» WHAT IS BEING ASKED:
Output only the lines below from the one containing "pick out the bus license" to the one containing "pick out the route", exactly as written, both ends kept.

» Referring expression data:
═══

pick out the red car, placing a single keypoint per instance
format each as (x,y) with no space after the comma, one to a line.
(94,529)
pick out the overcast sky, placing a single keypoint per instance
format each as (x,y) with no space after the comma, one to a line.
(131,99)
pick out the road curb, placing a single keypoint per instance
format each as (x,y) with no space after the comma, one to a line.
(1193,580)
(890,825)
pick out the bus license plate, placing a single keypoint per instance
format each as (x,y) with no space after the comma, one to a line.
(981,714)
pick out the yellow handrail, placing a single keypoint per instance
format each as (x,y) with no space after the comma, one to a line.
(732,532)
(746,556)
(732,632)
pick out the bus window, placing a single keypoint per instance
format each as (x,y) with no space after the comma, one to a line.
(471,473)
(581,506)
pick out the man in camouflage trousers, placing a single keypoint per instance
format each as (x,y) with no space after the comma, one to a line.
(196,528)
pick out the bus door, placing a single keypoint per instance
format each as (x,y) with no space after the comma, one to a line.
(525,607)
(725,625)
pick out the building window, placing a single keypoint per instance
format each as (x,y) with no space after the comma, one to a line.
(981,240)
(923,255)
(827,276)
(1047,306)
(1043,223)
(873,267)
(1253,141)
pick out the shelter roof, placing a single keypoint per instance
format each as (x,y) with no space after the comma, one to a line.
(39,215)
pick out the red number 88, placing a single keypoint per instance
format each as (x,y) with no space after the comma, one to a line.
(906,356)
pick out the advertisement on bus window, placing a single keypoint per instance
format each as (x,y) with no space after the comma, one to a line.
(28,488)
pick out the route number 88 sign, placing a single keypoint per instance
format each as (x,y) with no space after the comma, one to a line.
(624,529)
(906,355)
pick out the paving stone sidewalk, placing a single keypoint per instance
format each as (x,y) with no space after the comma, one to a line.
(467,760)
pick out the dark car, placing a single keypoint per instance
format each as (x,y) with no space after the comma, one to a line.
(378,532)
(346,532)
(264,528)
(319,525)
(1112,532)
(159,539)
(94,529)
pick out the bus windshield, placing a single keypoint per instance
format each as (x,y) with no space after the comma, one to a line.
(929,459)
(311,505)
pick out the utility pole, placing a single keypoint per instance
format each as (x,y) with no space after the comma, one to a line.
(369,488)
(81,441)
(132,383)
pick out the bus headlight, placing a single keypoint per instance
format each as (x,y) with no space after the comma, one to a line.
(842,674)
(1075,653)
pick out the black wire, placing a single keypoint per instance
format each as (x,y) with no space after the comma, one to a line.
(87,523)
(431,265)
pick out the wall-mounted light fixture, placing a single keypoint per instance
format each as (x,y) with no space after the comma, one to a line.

═══

» FINISHED TASK:
pick out the bus license plate, placing a single keypoint per instance
format each as (x,y) with no space after the comma, one to a line.
(981,714)
pick out the yellow handrail, placing a single keypoint per instance
format each as (x,y) with no space after the comma, one to a line.
(732,532)
(746,556)
(732,632)
pick out the bus window, placing a single keypoint per instance
format each as (x,y) with no space after the comma, one to a line.
(471,473)
(581,506)
pick out the man in camouflage trousers, placing a single keypoint per instance
format each as (x,y) with no space after the comma, one to a line.
(196,528)
pick out the bus door, placing a single keypoint per instance
format each as (x,y) with no space after the comma, one to a line.
(525,607)
(725,625)
pick out the building window, placing a single keypoint per instance
format each as (x,y) with no space after the comma, one to a line.
(981,240)
(923,255)
(827,276)
(1047,306)
(1043,223)
(873,267)
(1253,141)
pick out the shelter roof, placing a single keypoint per instance
format each as (x,y) with no space after the comma, one to a line.
(39,215)
pick out the red number 88, placing a single keypoint per instance
format each as (x,y) with no space after the comma, one to a line.
(906,356)
pick out the advertisement on bus window, placing a single keypoint per instance
format each as (x,y) with no space after the comma, one to a line.
(28,488)
pick out the route number 88 sign, placing a single keypoint per instance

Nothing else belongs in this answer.